In view of the complexity and limitations of the laser based technologies, the systems based on excimer laser have had limited spread in clinical use, and alternative mechanical methods for atherectomy have been developed, for example, wherein the plaques are “shaved” (the EV3 product), “drilled” (the Pathway product) or “sanded” with a rotating diamond coated brush (the CSI product). Each of these techniques may often suffer from inherent limitations such as procedure length, injury to the blood vessels, difficulty in dealing with calcified plaques in certain cases and, on the contrary, dealing with soft plaque (see Schwarzwälder U, Zeller T, Tech Vasc Interv Radiol. 2010 March; 13(1):43-53) or discarding of plaque material into the blood stream.

» Extracted records:
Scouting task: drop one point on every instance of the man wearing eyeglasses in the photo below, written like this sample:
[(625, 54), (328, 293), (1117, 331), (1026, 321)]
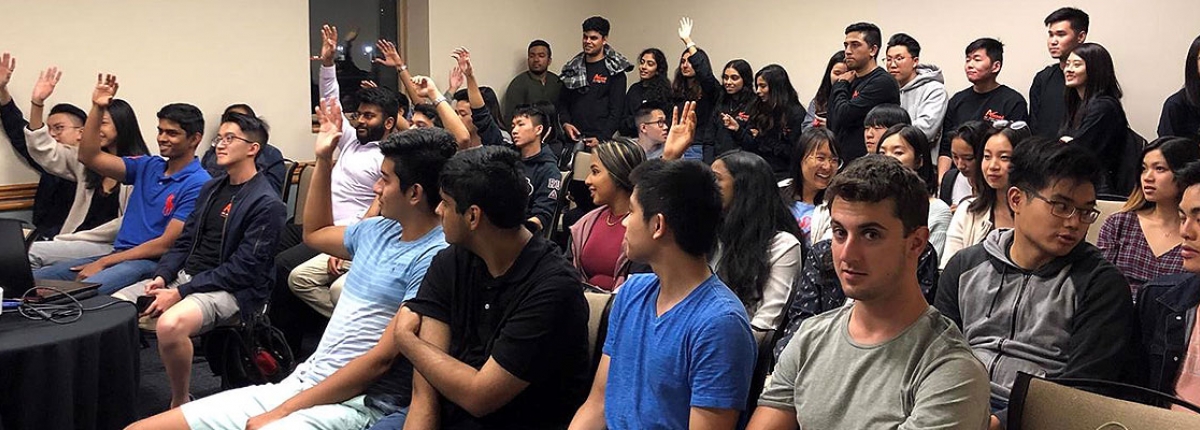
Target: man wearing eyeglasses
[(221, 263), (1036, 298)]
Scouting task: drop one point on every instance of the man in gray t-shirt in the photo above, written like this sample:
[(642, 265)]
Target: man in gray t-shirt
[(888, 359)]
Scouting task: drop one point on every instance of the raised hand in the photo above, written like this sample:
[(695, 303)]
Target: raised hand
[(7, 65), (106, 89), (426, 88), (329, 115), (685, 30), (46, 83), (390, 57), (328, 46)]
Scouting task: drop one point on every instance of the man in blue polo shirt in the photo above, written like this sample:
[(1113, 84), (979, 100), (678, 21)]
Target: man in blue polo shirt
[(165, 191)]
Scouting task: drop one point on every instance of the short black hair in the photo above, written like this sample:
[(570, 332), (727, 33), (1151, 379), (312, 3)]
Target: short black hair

» Activity 1:
Does the passage on atherectomy methods support each statement? (a) Systems based on excimer laser have spread widely in clinical use. (b) The CSI product sands plaques with a rotating diamond coated brush. (c) The Pathway product shaves plaques. Answer yes or no for each, and quote the passage's deciding words.
» Activity 2:
Carry the passage on atherectomy methods forward from its final sentence.

» Exercise response 1:
(a) No: "the systems based on excimer laser have had limited spread in clinical use"
(b) Yes: "“sanded” with a rotating diamond coated brush (the CSI product)"
(c) No: "“drilled” (the Pathway product)"

» Exercise response 2:
It should be noted that it is assumed by experts in the area that injury of healthy tissue and the characteristics of the tissue after plaque is removed may affect the healing (and initial hyperplasia) and the rate of restenosis which seems to be a limitation of some of the above-mentioned techniques. Furthermore, in view of the limited capabilities to remove plaque with many prior techniques, their current utility is limited mainly for use in conjunction with low pressure balloon angioplasty used after plaque is partially removed. The balloon then opens the vessel with the remaining plaque material.
The need to deal with complete or partial blockage in vessels applies also to artificial grafts, such as those implanted in the legs for bypass, for hemodialyisis access and more.
In-Stent—Restenosis.
It is known in the art that in a significant percentage of the patients that underwent stent implantation, restenosis occurs within a few years after implantation. This is a major issue with bare-metal stents (BMS) and even introduction of drug eluting stents (DES) that show a robust decrease of restenosis still does not completely solve the problem.
Acute Blockage of Vessels.
There is also a need for tools that quickly open blood vessels in patients that suffer from ischemic stroke (caused by blockage of a blood vessel) or in heart attacks with the minimal risk of perforation.
Removal of Pacemaker and Defibrillator Leads.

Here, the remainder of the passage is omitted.